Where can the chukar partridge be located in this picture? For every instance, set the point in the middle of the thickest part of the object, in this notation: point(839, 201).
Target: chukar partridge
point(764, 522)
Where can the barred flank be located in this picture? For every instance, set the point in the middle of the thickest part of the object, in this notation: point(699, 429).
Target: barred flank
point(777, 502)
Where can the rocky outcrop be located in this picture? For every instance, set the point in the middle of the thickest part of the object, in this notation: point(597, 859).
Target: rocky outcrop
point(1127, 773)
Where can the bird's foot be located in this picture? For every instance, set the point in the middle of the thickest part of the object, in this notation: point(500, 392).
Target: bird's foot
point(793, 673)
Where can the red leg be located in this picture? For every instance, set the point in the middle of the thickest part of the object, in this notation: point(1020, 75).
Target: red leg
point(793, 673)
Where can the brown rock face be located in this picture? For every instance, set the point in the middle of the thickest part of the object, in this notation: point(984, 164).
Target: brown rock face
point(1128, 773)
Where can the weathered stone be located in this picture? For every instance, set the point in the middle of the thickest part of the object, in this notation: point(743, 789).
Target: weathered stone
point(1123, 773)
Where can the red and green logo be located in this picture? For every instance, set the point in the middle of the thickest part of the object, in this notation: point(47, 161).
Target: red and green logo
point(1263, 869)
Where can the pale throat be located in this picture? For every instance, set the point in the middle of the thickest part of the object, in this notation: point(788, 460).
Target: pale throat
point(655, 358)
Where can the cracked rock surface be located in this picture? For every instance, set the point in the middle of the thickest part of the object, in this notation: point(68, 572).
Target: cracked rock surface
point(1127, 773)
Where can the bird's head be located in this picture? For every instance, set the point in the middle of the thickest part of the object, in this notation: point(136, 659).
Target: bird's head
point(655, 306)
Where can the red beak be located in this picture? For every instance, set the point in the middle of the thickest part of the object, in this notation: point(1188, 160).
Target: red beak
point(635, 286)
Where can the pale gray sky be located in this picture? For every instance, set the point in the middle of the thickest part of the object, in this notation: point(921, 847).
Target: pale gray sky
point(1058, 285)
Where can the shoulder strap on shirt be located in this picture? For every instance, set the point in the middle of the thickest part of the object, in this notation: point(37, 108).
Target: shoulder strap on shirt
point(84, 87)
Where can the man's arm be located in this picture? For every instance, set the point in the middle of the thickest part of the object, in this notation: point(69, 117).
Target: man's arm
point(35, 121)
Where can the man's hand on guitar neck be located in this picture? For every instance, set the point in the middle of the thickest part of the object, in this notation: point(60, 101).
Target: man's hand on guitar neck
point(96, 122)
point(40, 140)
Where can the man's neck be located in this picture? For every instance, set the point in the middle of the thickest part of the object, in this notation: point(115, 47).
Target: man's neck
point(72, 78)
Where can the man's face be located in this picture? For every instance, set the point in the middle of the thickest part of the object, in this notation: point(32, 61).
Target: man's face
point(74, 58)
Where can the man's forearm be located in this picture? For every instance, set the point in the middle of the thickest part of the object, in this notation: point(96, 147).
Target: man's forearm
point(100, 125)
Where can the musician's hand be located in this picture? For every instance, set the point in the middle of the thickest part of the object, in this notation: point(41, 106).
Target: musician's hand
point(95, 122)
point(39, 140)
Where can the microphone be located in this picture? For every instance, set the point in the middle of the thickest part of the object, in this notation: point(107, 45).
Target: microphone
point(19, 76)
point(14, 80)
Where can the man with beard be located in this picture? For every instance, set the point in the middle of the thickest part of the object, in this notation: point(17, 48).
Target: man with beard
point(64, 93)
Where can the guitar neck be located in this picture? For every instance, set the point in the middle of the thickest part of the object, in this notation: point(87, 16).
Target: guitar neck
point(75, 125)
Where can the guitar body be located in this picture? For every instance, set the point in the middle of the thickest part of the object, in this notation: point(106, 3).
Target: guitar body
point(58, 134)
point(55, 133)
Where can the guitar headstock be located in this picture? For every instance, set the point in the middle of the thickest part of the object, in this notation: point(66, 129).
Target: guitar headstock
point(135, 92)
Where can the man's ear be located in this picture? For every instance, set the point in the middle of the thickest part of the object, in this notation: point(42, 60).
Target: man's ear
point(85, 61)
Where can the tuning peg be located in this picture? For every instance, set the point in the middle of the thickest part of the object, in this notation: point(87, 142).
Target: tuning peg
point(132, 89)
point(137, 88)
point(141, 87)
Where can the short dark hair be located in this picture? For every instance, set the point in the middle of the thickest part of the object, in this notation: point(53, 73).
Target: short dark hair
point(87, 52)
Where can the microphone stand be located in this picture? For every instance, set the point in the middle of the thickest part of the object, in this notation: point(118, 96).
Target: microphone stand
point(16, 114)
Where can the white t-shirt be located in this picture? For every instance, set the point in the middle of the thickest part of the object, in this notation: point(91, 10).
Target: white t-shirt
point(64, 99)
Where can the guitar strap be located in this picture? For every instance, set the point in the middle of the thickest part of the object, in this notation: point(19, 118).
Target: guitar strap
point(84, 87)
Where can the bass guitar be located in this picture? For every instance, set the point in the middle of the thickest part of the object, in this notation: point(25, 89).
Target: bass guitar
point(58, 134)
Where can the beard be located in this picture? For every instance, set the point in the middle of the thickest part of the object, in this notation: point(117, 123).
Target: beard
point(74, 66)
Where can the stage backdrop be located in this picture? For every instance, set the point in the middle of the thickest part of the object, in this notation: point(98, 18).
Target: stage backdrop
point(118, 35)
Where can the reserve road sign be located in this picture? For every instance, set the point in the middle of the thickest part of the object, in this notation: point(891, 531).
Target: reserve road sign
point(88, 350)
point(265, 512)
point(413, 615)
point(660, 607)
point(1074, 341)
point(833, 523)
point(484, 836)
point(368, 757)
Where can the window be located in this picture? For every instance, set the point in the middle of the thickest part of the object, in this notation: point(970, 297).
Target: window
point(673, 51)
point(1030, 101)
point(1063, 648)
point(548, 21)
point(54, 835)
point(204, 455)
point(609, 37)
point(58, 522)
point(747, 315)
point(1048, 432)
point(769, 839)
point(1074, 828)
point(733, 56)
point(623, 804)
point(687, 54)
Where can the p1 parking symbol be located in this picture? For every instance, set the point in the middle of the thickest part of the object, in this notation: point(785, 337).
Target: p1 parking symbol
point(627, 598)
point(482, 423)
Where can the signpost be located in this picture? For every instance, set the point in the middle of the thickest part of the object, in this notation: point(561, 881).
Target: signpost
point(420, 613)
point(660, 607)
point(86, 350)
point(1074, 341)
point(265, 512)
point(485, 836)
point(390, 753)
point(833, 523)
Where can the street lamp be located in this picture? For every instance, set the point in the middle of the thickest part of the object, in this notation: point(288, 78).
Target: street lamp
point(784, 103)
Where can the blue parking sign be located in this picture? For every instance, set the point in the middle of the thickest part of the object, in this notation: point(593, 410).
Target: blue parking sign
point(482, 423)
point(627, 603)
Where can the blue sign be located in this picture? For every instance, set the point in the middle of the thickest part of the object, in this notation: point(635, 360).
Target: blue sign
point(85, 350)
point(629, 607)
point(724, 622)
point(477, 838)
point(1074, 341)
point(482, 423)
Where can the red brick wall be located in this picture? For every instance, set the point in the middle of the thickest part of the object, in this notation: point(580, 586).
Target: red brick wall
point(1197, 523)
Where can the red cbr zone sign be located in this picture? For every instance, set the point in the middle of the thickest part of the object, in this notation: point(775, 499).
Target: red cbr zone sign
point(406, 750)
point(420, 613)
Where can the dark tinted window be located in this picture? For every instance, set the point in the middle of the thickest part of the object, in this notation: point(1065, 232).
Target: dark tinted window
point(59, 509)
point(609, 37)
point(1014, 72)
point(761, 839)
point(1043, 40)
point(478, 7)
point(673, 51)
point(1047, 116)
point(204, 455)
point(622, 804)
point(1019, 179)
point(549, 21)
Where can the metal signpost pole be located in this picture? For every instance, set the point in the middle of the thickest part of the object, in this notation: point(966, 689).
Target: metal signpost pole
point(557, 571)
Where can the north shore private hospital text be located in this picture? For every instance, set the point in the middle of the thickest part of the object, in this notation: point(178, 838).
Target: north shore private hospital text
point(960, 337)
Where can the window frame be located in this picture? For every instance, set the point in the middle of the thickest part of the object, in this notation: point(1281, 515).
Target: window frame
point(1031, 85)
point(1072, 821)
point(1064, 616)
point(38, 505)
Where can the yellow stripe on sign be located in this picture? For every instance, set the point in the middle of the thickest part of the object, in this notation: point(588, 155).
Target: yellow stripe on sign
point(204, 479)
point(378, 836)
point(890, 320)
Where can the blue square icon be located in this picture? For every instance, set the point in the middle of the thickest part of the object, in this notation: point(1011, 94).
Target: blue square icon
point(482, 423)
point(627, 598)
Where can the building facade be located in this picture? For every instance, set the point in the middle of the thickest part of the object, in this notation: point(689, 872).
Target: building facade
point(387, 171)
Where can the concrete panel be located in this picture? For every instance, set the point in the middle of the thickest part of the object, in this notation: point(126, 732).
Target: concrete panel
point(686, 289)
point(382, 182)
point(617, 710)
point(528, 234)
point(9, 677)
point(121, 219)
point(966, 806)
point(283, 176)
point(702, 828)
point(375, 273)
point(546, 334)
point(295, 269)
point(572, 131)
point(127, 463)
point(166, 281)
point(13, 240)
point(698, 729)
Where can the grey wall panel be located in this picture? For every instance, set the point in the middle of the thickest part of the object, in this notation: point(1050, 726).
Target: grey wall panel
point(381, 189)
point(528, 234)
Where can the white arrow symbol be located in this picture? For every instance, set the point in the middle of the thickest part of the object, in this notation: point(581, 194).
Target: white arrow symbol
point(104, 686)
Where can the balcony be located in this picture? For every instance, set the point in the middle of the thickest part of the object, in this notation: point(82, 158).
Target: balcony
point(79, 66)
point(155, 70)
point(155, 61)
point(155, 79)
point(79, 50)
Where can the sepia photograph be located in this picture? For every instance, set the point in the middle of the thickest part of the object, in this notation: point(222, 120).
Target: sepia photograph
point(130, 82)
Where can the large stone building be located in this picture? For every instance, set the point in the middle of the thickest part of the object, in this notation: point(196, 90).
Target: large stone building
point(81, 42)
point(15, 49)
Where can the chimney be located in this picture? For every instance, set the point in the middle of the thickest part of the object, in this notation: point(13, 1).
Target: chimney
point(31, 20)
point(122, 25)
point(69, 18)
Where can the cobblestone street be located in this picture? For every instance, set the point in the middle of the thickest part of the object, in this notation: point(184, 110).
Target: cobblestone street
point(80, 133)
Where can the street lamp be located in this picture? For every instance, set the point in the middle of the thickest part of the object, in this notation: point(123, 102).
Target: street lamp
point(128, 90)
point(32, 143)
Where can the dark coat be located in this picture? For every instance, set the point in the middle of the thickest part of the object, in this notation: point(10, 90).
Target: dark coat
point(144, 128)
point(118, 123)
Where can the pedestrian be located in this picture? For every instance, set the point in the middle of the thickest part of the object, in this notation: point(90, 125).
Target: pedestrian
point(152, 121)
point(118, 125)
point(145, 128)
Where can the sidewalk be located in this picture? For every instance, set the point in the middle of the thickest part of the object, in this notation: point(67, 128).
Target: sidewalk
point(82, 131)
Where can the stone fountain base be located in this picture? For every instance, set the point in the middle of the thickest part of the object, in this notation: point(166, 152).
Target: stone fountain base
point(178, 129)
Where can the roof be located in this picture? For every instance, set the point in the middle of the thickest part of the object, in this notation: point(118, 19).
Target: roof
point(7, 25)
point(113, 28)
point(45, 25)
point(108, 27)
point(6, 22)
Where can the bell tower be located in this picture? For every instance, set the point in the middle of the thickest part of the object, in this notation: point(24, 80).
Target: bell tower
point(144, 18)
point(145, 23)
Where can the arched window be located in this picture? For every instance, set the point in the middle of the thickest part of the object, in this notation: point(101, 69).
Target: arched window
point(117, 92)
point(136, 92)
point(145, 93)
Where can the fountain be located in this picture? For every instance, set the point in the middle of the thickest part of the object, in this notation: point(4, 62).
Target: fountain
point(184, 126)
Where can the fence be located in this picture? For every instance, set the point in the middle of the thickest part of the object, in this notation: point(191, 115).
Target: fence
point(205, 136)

------------

■ **What is needed**: Write out again the listing between the lines holding "Where can the tuning" and "point(74, 66)", inclusive, requests and all, scaling each answer point's coordinates by 1.05 and rounding them to whole numbers, with halves rounded up. Keep the sample points inside the requests unchanged.

■ **Output for this task**:
Where can the tuning peg be located in this picture? For every instance, set the point in the middle of the thickest part of the object, in this notation: point(87, 142).
Target: tuning peg
point(139, 93)
point(144, 92)
point(148, 91)
Where can the short dark hair be located in this picture? For every instance, set the point in the middle of the thickest part of the object, in this notation: point(53, 73).
Target: short dark hair
point(91, 55)
Where can the microphone stand be located in this picture? For every instance, set the point in the middle of the thickest part of the object, in this notation: point(118, 96).
Target: microphone stand
point(17, 120)
Where can the white t-shirt be located in this picture? For every instance, set the point in the middle of the thickest part of the object, in this notation: point(91, 10).
Target: white t-shirt
point(67, 104)
Where can the guitar strap be located in this picture? For every instance, set the point in the middle of the thickest part of the object, in this notation: point(19, 118).
Target: guitar strap
point(88, 91)
Where can the bass guitar be located in this picture? For every instance, set the point in the middle of the thickest part of the object, in this notation: point(25, 89).
Target: bass guitar
point(61, 141)
Where can the beard be located in this picture? For every instance, set the point in the middle of the thickest part of the object, in this notation: point(117, 123).
Target: beard
point(78, 69)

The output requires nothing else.